SHORT PROBLEM
Rewrite the data below, replacing every "For every instance" with "For each instance" and keeping everything else the same. Leave out the pictures.

Dataset records

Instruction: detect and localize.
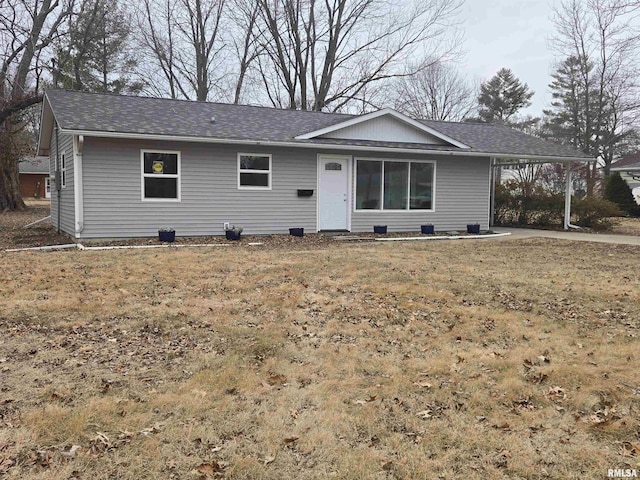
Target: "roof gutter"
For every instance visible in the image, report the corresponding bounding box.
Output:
[60,129,596,162]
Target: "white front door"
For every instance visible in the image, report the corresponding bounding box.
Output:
[318,156,349,230]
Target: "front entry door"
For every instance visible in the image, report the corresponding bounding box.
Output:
[318,156,349,230]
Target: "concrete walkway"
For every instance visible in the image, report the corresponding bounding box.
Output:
[493,227,640,246]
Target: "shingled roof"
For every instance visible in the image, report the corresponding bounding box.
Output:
[41,90,585,160]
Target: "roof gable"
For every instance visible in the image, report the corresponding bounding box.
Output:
[296,108,469,148]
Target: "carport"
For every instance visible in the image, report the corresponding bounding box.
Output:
[489,155,597,230]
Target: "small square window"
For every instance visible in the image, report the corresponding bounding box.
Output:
[142,150,180,200]
[238,153,271,190]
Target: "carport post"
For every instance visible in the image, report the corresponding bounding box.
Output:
[564,162,572,230]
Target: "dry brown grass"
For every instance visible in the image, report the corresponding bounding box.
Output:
[0,239,640,480]
[612,218,640,235]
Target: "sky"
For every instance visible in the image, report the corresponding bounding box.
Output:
[459,0,554,116]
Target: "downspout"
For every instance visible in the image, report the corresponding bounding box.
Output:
[564,163,580,230]
[489,157,496,227]
[73,135,84,238]
[55,122,62,233]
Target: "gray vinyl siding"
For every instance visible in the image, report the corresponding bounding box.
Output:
[80,137,489,238]
[351,155,490,232]
[81,137,317,238]
[49,129,75,235]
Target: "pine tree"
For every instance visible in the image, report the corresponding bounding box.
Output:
[604,172,639,215]
[478,68,534,124]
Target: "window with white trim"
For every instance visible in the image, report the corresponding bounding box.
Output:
[356,159,435,210]
[238,153,271,190]
[60,152,67,188]
[140,150,180,201]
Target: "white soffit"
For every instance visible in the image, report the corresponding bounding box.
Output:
[296,108,469,148]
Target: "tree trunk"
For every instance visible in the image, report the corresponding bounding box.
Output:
[0,142,26,212]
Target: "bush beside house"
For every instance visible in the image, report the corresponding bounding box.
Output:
[604,172,640,216]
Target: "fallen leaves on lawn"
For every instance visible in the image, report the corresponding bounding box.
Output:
[544,386,567,401]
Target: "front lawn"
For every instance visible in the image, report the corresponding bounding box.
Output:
[0,239,640,480]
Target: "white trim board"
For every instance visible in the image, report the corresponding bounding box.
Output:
[295,108,470,149]
[55,129,594,163]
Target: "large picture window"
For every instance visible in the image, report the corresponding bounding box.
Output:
[142,150,180,200]
[238,153,271,190]
[356,160,434,210]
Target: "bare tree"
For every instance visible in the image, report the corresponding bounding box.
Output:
[138,0,227,101]
[230,0,262,103]
[0,0,71,210]
[394,61,477,121]
[248,0,462,111]
[546,0,640,195]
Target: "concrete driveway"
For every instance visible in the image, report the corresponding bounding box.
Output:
[493,227,640,246]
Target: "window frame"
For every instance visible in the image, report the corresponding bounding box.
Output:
[140,148,182,203]
[353,157,437,213]
[237,152,273,191]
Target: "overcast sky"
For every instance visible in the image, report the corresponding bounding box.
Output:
[459,0,554,116]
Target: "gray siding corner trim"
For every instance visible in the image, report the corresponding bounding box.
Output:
[49,129,76,236]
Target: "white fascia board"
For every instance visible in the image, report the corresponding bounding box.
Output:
[609,164,640,172]
[60,129,595,162]
[295,108,470,148]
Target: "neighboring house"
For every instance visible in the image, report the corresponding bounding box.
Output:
[38,90,589,238]
[18,156,51,198]
[611,152,640,205]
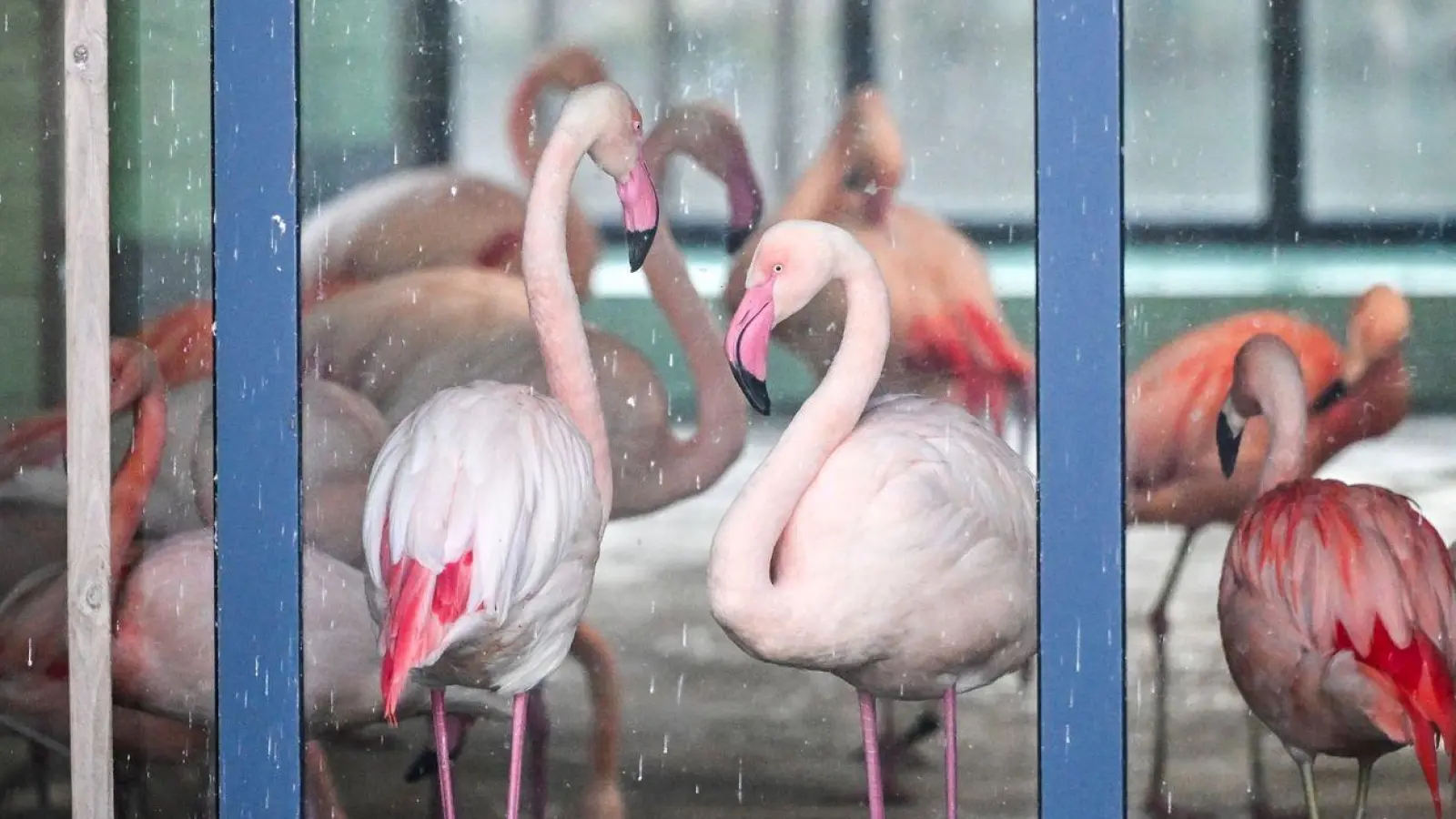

FINAL RESULT
Instruction: detect and localize.
Target: "roof gutter"
For each instance visible in the image, report the corresponding bounding box.
Output:
[60,129,596,162]
Target: "white front door"
For each instance visible in the image, report the corresponding bounding box.
Output:
[318,156,349,230]
Target: "front entry door"
For each instance visible in the image, report the corresponding bounding box.
Output:
[318,156,349,230]
Target: "concrete walkway"
For each instance visible in the image, report the corresponding bounding box.
Output:
[493,227,640,246]
Target: "shingled roof"
For each instance visible in the image, report the corresponding bounding box.
Output:
[41,90,585,160]
Target: "roof gable"
For each instance visible in the image, report the corresponding bounding box.
Output:
[296,108,469,148]
Target: "carport"
For each instance visible in the image, report the corresponding bounding box.
Output:
[489,155,597,230]
Target: "small square window"
For each instance visible in the image, report the corresponding bounding box.
Output:
[142,150,180,200]
[238,153,271,190]
Target: "carport post"
For each instance visible in the image, report the corresponding bounding box.
Output:
[564,162,572,230]
Target: "dry brown grass"
For each instance visible in the image, report the corresponding bounding box.
Output:
[0,239,640,480]
[612,218,640,235]
Target: "sky"
For each instance visible in the image, report the corresponding bounding box.
Output:
[459,0,554,116]
Target: "downspout"
For each instance visible in the image, report the corresponding bounding box.
Output:
[564,163,580,230]
[489,157,496,227]
[73,135,84,238]
[55,122,62,233]
Target: "gray vinyl siding"
For each instance visible in the image, report the corresponding bounding box.
Output:
[80,137,489,238]
[351,155,490,232]
[81,137,317,238]
[49,129,75,235]
Target: "pine tree"
For each instance visible in the image, report the corresponding bounding box.
Output:
[604,172,639,215]
[478,68,534,124]
Target: "window with white trim"
For each instance visible in the image, report the corresponding bounding box.
Output:
[356,159,435,210]
[238,153,271,190]
[60,152,67,188]
[140,150,180,201]
Target: "white soffit"
For each instance visible in the image, report the corresponding bounding box.
Output:
[296,108,469,148]
Target: "tree trunk"
For each instance visible in the image, report the corresponding bounding box.
Output:
[0,142,26,212]
Target: "bush beside house"
For each instance visible in the image, report the corresponding bounding box.
Output:
[604,172,640,216]
Target: "fallen leaves on lawn"
For each instance visible in the image, report the corresponding bounding box.
Output:
[544,386,567,401]
Target: "front lawn"
For each instance visible in the image, report the corresponding bounding box.
Output:
[0,239,640,480]
Target: "white trim board"
For each instance visible in the image, report the corresponding bounding box.
Output:
[295,108,470,149]
[55,129,594,163]
Target: "large picture window"
For each instance visible in the image, report the corresponding bounding box.
Output:
[142,150,180,200]
[238,153,271,190]
[356,160,434,210]
Target: "bare tree"
For each instance visible in the image, report the corresponding bounding box.
Output:
[138,0,227,101]
[230,0,262,103]
[0,0,71,210]
[394,61,477,121]
[248,0,462,111]
[546,0,640,195]
Target: "concrete driveway"
For each instance visible in the image, report the corresponding bounding box.
Output:
[493,227,640,246]
Target: "window frame"
For each instance visible in the image, report the corresponding bounding box.
Output:
[140,148,182,203]
[353,157,437,213]
[237,152,273,191]
Target: "overcast sky"
For each instance visible in the image, report the corresponding bounding box.
Output:
[459,0,554,116]
Target: "gray siding corner trim"
For each instance visible in the image, report the corresponding bounding box.
Output:
[49,129,76,236]
Target: "white fascia board"
For each instance visible in the image, report the corresponding bounding box.
Output:
[609,164,640,172]
[60,129,595,162]
[295,108,470,148]
Target: "neighboring house"
For each instance visible in the image, report the corresponding bounding box.
Output:
[38,90,589,238]
[18,156,51,198]
[611,152,640,205]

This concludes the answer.